### What you need to do
Copy exactly the run of lines that begins at the line with "For every instance of the white car" and ends at the final line of the entries.
--- begin Provided entries ---
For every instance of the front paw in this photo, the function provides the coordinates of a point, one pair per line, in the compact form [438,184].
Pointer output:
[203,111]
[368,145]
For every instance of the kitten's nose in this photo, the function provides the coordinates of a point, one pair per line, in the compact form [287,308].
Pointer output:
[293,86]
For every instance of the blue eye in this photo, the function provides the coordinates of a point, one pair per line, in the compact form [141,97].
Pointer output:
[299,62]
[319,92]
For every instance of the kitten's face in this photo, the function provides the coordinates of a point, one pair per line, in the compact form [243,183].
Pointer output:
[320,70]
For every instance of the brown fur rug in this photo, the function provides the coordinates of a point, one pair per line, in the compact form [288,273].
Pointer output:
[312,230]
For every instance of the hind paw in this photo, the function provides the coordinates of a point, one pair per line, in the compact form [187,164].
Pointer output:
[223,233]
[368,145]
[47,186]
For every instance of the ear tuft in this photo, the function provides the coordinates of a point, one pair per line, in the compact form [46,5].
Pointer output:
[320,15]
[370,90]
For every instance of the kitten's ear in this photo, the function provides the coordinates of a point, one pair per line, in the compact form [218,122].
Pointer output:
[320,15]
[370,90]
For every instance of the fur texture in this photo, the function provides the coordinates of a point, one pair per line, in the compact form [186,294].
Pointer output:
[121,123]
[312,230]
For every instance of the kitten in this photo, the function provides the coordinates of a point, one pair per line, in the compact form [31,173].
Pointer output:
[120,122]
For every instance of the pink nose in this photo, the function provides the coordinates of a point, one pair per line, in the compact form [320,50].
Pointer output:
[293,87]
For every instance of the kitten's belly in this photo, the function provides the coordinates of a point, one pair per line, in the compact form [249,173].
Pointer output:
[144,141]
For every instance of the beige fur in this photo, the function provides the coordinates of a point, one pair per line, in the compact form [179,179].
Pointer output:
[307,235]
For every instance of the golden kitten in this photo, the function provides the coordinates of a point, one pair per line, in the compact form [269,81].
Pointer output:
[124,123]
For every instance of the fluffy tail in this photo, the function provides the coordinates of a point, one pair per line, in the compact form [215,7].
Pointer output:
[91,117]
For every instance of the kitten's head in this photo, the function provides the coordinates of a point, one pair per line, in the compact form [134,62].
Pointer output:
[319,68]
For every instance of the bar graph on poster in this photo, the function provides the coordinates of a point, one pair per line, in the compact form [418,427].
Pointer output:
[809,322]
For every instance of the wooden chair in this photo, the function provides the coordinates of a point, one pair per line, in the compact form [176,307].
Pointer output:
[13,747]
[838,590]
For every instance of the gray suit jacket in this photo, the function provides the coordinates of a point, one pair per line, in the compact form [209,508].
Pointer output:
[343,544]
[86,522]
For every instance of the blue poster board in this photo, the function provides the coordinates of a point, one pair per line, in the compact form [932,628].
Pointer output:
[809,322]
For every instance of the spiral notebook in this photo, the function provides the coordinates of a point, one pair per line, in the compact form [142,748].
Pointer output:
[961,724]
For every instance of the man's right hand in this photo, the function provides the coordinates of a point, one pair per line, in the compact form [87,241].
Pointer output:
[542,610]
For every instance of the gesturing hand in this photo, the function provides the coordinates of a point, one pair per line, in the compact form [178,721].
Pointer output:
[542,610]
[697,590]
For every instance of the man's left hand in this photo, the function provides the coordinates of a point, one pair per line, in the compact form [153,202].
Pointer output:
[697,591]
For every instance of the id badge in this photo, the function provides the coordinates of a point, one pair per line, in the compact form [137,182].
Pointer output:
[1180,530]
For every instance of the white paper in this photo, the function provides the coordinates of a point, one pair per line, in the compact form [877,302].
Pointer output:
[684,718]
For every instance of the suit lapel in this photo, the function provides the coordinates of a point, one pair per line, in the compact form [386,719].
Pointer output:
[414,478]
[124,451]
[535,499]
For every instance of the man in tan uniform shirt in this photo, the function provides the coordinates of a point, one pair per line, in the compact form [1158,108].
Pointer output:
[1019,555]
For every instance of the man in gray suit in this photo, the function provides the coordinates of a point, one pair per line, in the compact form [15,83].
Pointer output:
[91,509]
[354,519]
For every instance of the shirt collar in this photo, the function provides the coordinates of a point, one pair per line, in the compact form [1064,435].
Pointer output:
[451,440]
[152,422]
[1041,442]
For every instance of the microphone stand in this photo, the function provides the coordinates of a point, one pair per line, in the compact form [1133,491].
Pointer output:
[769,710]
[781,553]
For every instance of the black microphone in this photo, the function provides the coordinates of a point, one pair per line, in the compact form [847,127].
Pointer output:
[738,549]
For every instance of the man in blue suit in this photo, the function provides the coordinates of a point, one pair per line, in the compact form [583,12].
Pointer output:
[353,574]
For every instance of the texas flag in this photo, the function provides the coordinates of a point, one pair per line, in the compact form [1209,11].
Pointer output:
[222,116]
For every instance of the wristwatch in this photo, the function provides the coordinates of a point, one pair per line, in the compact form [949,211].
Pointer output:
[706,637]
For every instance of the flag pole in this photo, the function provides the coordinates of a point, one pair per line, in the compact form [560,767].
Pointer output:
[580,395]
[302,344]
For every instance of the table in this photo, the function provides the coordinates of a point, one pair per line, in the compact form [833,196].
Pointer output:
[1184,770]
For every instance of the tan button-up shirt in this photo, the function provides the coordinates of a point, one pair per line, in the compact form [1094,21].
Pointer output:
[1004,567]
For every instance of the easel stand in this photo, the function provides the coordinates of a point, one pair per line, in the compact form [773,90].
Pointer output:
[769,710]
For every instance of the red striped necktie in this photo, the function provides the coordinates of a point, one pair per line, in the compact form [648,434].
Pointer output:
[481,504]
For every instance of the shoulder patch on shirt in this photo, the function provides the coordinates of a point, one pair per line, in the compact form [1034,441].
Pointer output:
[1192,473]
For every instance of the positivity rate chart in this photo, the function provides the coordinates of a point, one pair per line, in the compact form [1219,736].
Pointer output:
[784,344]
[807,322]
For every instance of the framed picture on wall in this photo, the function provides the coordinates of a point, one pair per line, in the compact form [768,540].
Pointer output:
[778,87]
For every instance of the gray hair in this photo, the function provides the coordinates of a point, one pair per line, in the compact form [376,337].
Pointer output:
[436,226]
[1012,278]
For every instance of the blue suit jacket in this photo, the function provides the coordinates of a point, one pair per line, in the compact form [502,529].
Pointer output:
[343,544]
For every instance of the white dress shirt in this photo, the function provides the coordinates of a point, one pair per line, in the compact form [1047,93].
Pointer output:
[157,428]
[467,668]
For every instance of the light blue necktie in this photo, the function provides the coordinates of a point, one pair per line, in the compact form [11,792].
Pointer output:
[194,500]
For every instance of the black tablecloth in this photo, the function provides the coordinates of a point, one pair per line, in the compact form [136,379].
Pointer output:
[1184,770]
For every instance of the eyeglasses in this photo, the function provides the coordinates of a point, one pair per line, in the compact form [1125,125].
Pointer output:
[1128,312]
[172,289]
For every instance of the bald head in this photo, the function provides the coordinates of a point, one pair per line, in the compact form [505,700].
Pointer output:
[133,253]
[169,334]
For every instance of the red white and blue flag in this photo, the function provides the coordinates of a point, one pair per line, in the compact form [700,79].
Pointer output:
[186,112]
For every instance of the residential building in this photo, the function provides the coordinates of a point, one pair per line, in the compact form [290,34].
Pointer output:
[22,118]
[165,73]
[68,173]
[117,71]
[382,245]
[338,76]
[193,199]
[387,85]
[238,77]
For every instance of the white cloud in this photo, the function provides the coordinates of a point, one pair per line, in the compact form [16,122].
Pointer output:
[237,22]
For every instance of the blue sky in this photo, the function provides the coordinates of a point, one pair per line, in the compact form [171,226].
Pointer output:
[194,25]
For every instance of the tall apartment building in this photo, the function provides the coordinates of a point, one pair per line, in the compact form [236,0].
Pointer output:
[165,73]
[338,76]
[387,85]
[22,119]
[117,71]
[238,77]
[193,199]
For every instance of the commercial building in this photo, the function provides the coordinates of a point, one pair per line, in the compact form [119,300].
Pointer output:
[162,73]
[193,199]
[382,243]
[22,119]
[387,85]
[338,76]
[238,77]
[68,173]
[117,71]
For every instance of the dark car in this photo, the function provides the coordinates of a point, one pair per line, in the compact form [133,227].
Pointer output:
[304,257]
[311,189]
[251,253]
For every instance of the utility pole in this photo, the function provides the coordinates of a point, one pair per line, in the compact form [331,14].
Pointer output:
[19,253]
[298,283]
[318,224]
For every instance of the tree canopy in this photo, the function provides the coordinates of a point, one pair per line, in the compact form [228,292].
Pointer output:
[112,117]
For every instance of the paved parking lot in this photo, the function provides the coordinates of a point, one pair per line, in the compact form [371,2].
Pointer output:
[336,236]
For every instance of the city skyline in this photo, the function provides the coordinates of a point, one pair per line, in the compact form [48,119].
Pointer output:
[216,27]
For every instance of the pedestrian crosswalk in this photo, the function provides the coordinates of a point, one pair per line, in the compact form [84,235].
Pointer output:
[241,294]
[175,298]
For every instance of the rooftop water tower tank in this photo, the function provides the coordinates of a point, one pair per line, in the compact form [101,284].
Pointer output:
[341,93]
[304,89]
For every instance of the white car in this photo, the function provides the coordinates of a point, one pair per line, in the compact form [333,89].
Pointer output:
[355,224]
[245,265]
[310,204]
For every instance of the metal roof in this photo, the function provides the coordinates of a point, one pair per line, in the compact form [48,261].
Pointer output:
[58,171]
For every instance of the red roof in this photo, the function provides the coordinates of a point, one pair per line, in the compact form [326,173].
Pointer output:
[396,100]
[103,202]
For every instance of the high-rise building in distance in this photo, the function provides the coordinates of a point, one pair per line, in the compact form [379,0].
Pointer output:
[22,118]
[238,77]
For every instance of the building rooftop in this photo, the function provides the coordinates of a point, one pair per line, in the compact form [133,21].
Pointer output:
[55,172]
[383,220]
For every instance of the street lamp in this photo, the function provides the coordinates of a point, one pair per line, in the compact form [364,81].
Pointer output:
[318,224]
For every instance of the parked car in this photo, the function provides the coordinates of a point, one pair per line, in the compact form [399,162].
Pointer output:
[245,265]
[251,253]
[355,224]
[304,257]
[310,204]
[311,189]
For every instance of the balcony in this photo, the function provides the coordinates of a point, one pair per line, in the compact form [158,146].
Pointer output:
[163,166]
--- end Provided entries ---
### Final result
For every instance of the white car in this photo, the function provides the coordinates of a point, one pair per line, in the compact form [333,89].
Pointer output:
[355,224]
[245,265]
[310,204]
For every instance of the metal roof in this photo, the function provides the coordinates of a point, one pair per line, in the compact form [48,261].
Pointer output:
[58,171]
For every instance of the red roof in this photo, the function provides the coordinates of a point, one pair per line, in the compact form [326,173].
Pointer output:
[396,100]
[103,202]
For every instance of the high-rise building in distance in this photo, the function provides the coordinates of a point, one pair per line, in the compact form [379,0].
Pointer output:
[22,118]
[238,77]
For every instance of the building rooftop in this photo, the function provides the coordinates of a point, one pair per line, in the compact form [133,21].
Pointer output:
[55,172]
[383,220]
For every instance of the street lamp in this photo, the function provides the coordinates of a point, one pair per line, in the compact form [364,81].
Pointer output:
[318,224]
For every instance of the parked car in this photo, the function provides the coordinates of a point, one pair per line, in the compact form [399,162].
Pointer output:
[245,265]
[251,253]
[355,224]
[304,257]
[310,204]
[311,189]
For every instance of the balcony in this photo, the function provides the coordinates of a point, one pair per line, in the compact form [158,146].
Pointer output:
[163,166]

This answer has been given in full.